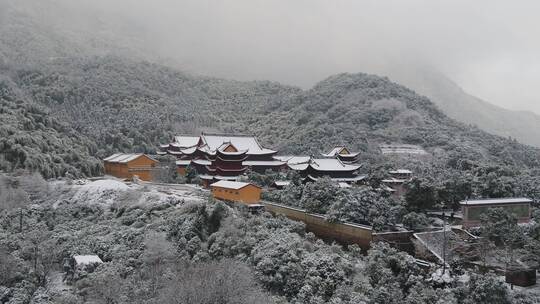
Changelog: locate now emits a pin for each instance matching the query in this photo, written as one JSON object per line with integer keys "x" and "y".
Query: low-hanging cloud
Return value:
{"x": 489, "y": 47}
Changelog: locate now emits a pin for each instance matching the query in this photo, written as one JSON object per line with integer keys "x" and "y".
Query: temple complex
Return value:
{"x": 311, "y": 169}
{"x": 343, "y": 154}
{"x": 221, "y": 156}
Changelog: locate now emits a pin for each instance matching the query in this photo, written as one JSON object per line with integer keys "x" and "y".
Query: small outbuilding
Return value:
{"x": 246, "y": 193}
{"x": 123, "y": 165}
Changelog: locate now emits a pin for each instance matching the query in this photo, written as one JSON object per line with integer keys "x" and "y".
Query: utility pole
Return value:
{"x": 444, "y": 243}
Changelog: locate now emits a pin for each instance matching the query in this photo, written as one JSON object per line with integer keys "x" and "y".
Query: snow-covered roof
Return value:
{"x": 331, "y": 164}
{"x": 269, "y": 163}
{"x": 123, "y": 158}
{"x": 342, "y": 179}
{"x": 202, "y": 162}
{"x": 496, "y": 201}
{"x": 337, "y": 151}
{"x": 298, "y": 167}
{"x": 87, "y": 259}
{"x": 241, "y": 142}
{"x": 400, "y": 171}
{"x": 183, "y": 162}
{"x": 231, "y": 184}
{"x": 183, "y": 141}
{"x": 394, "y": 181}
{"x": 217, "y": 177}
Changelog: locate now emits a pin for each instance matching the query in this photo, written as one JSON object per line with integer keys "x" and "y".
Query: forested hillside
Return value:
{"x": 87, "y": 97}
{"x": 462, "y": 106}
{"x": 123, "y": 105}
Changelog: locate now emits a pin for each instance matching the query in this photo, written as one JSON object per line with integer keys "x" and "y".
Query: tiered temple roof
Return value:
{"x": 343, "y": 154}
{"x": 222, "y": 156}
{"x": 315, "y": 168}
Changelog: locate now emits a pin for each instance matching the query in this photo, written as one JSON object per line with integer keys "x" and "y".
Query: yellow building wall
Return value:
{"x": 249, "y": 194}
{"x": 142, "y": 166}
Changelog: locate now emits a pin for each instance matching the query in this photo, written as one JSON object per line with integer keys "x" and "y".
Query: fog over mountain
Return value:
{"x": 487, "y": 47}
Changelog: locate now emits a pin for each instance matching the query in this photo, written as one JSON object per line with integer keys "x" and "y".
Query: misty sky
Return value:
{"x": 491, "y": 48}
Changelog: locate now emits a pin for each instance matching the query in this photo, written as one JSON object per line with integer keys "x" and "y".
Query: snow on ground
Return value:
{"x": 109, "y": 190}
{"x": 100, "y": 191}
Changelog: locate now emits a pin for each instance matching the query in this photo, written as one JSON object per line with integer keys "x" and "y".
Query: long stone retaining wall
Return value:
{"x": 345, "y": 233}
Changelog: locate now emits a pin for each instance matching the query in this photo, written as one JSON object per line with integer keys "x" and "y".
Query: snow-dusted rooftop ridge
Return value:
{"x": 331, "y": 164}
{"x": 186, "y": 141}
{"x": 400, "y": 171}
{"x": 122, "y": 157}
{"x": 497, "y": 201}
{"x": 263, "y": 163}
{"x": 240, "y": 142}
{"x": 293, "y": 160}
{"x": 394, "y": 181}
{"x": 337, "y": 151}
{"x": 230, "y": 184}
{"x": 87, "y": 259}
{"x": 213, "y": 141}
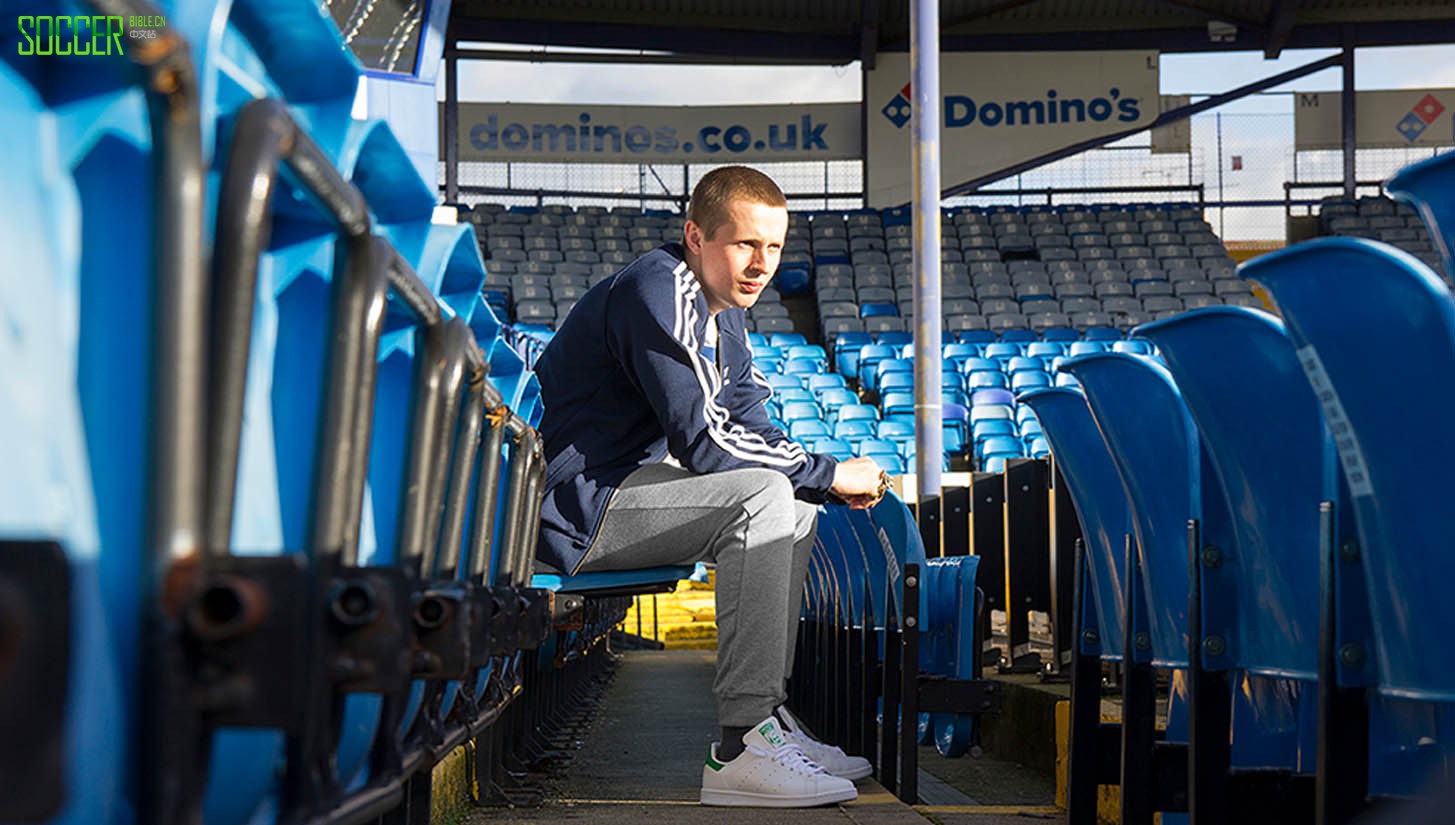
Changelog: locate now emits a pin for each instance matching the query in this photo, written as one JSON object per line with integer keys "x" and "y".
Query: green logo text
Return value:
{"x": 79, "y": 35}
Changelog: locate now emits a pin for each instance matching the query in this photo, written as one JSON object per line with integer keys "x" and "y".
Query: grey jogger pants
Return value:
{"x": 758, "y": 534}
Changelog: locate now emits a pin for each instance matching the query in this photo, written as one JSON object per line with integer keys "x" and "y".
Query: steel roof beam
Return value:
{"x": 1281, "y": 25}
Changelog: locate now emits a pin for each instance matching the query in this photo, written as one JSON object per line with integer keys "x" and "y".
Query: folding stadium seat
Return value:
{"x": 866, "y": 278}
{"x": 1113, "y": 288}
{"x": 1161, "y": 304}
{"x": 1151, "y": 288}
{"x": 895, "y": 383}
{"x": 1132, "y": 347}
{"x": 985, "y": 380}
{"x": 1029, "y": 380}
{"x": 883, "y": 323}
{"x": 798, "y": 411}
{"x": 965, "y": 323}
{"x": 1185, "y": 288}
{"x": 956, "y": 291}
{"x": 806, "y": 428}
{"x": 1090, "y": 319}
{"x": 1035, "y": 290}
{"x": 1231, "y": 287}
{"x": 1073, "y": 290}
{"x": 875, "y": 296}
{"x": 1022, "y": 364}
{"x": 876, "y": 447}
{"x": 985, "y": 428}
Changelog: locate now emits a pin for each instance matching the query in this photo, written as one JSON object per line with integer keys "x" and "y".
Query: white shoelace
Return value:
{"x": 793, "y": 758}
{"x": 805, "y": 741}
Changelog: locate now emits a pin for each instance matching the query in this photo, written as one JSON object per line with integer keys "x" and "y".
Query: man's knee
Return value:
{"x": 805, "y": 520}
{"x": 770, "y": 486}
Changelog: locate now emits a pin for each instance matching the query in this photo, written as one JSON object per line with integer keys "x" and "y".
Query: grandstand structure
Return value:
{"x": 272, "y": 479}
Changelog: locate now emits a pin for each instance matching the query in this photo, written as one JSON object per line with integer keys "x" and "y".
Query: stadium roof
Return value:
{"x": 841, "y": 31}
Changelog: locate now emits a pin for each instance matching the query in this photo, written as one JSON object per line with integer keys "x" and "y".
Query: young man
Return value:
{"x": 654, "y": 364}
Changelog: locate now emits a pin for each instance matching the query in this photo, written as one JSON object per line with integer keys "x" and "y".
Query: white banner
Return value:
{"x": 1004, "y": 108}
{"x": 1382, "y": 120}
{"x": 656, "y": 134}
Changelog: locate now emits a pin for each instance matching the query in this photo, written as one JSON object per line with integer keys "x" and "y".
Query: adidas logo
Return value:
{"x": 770, "y": 732}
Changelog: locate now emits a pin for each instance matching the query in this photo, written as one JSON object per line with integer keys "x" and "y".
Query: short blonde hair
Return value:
{"x": 726, "y": 185}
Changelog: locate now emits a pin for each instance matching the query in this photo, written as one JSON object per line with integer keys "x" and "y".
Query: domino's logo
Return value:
{"x": 1422, "y": 117}
{"x": 898, "y": 108}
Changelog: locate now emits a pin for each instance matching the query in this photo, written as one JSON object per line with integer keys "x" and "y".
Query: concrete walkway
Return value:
{"x": 640, "y": 763}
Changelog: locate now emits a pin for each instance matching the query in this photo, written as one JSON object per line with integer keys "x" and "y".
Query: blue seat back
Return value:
{"x": 1153, "y": 444}
{"x": 1355, "y": 310}
{"x": 1096, "y": 492}
{"x": 1262, "y": 431}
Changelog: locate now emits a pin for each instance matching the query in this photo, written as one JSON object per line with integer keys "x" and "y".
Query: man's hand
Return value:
{"x": 859, "y": 482}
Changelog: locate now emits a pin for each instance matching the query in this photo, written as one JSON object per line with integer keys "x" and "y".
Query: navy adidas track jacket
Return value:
{"x": 624, "y": 383}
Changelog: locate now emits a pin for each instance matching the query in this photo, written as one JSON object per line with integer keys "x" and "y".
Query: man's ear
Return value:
{"x": 693, "y": 237}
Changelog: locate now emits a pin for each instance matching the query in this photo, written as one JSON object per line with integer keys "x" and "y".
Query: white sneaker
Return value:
{"x": 770, "y": 773}
{"x": 830, "y": 757}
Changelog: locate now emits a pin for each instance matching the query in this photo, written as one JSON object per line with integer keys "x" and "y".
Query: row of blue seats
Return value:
{"x": 1310, "y": 640}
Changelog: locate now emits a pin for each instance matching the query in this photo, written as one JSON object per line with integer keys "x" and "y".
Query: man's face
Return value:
{"x": 738, "y": 261}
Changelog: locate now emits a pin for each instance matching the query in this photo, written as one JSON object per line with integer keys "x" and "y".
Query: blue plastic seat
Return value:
{"x": 1398, "y": 488}
{"x": 837, "y": 447}
{"x": 1029, "y": 380}
{"x": 869, "y": 358}
{"x": 802, "y": 367}
{"x": 1266, "y": 447}
{"x": 1003, "y": 349}
{"x": 977, "y": 336}
{"x": 975, "y": 363}
{"x": 875, "y": 445}
{"x": 789, "y": 395}
{"x": 854, "y": 429}
{"x": 1102, "y": 333}
{"x": 985, "y": 428}
{"x": 891, "y": 463}
{"x": 805, "y": 428}
{"x": 1022, "y": 363}
{"x": 1132, "y": 347}
{"x": 958, "y": 352}
{"x": 786, "y": 338}
{"x": 796, "y": 411}
{"x": 846, "y": 351}
{"x": 857, "y": 412}
{"x": 1019, "y": 335}
{"x": 808, "y": 351}
{"x": 894, "y": 403}
{"x": 616, "y": 582}
{"x": 993, "y": 396}
{"x": 1096, "y": 492}
{"x": 834, "y": 397}
{"x": 780, "y": 381}
{"x": 1154, "y": 447}
{"x": 822, "y": 381}
{"x": 894, "y": 338}
{"x": 1059, "y": 335}
{"x": 987, "y": 380}
{"x": 878, "y": 310}
{"x": 895, "y": 380}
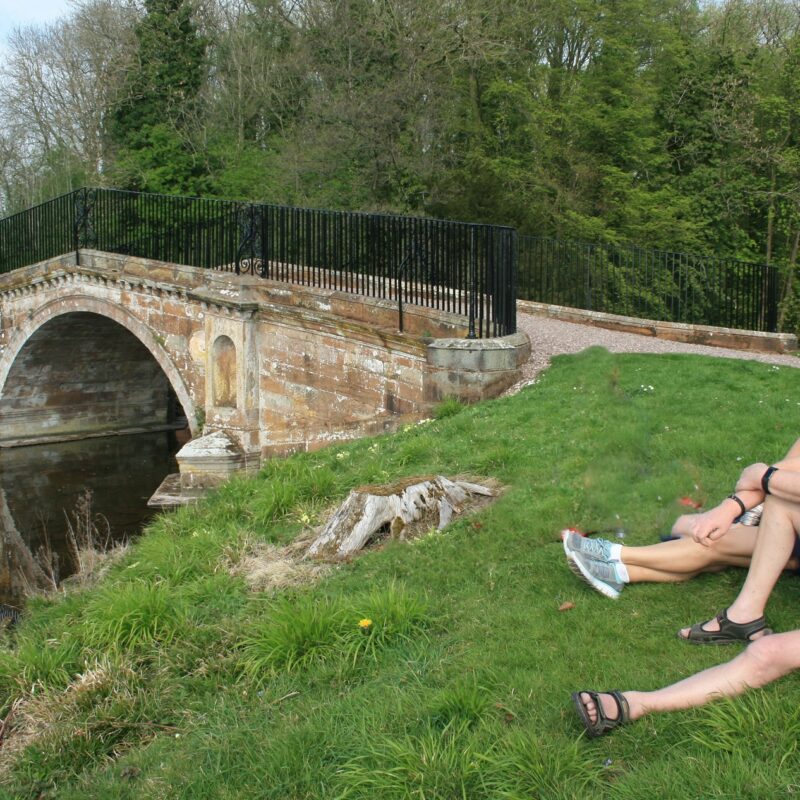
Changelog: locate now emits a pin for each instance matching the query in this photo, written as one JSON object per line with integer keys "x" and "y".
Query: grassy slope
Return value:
{"x": 465, "y": 690}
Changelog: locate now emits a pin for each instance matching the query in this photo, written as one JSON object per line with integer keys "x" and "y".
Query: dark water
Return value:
{"x": 41, "y": 486}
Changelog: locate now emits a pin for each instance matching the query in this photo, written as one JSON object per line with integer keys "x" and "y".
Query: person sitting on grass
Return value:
{"x": 767, "y": 657}
{"x": 707, "y": 542}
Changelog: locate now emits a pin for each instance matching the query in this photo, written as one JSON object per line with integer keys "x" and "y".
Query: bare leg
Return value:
{"x": 773, "y": 549}
{"x": 762, "y": 662}
{"x": 684, "y": 558}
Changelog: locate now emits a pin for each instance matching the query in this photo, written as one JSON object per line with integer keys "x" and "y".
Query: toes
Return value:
{"x": 591, "y": 708}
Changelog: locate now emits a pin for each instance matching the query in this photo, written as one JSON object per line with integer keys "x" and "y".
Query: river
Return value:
{"x": 41, "y": 486}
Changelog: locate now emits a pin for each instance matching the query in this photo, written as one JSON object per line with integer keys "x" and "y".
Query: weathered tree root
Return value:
{"x": 372, "y": 510}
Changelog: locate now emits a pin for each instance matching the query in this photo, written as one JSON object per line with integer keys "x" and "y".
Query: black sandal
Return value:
{"x": 729, "y": 632}
{"x": 602, "y": 724}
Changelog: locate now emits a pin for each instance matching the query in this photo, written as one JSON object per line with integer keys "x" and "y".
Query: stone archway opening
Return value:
{"x": 82, "y": 374}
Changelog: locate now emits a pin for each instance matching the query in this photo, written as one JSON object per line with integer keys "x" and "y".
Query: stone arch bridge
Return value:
{"x": 95, "y": 343}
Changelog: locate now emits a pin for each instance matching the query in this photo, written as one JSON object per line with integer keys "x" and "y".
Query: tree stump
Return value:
{"x": 393, "y": 510}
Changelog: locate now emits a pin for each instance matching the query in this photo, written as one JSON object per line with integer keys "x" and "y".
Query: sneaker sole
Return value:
{"x": 595, "y": 583}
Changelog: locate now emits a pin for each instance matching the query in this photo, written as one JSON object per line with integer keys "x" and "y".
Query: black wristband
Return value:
{"x": 739, "y": 501}
{"x": 766, "y": 479}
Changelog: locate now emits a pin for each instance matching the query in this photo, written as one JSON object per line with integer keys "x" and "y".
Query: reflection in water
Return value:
{"x": 40, "y": 486}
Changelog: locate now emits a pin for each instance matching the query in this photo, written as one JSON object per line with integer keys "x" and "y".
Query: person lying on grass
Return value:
{"x": 768, "y": 656}
{"x": 765, "y": 660}
{"x": 723, "y": 537}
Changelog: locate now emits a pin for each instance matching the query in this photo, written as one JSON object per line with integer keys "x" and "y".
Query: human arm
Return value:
{"x": 709, "y": 526}
{"x": 784, "y": 482}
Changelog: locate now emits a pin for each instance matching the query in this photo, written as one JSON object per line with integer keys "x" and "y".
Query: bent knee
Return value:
{"x": 682, "y": 526}
{"x": 769, "y": 658}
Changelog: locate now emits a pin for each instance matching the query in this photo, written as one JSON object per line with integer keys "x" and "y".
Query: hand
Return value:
{"x": 711, "y": 525}
{"x": 750, "y": 479}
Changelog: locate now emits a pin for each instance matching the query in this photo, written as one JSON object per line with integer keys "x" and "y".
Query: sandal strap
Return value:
{"x": 603, "y": 723}
{"x": 729, "y": 631}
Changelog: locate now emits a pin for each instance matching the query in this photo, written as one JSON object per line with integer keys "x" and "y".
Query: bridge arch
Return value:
{"x": 76, "y": 304}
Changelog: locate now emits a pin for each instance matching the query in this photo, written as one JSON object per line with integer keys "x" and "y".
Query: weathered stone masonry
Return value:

•••••

Return every line of the records that contains the word "white", matching case exactly.

Query: white shoelace
Query: white banner
Query: white sneaker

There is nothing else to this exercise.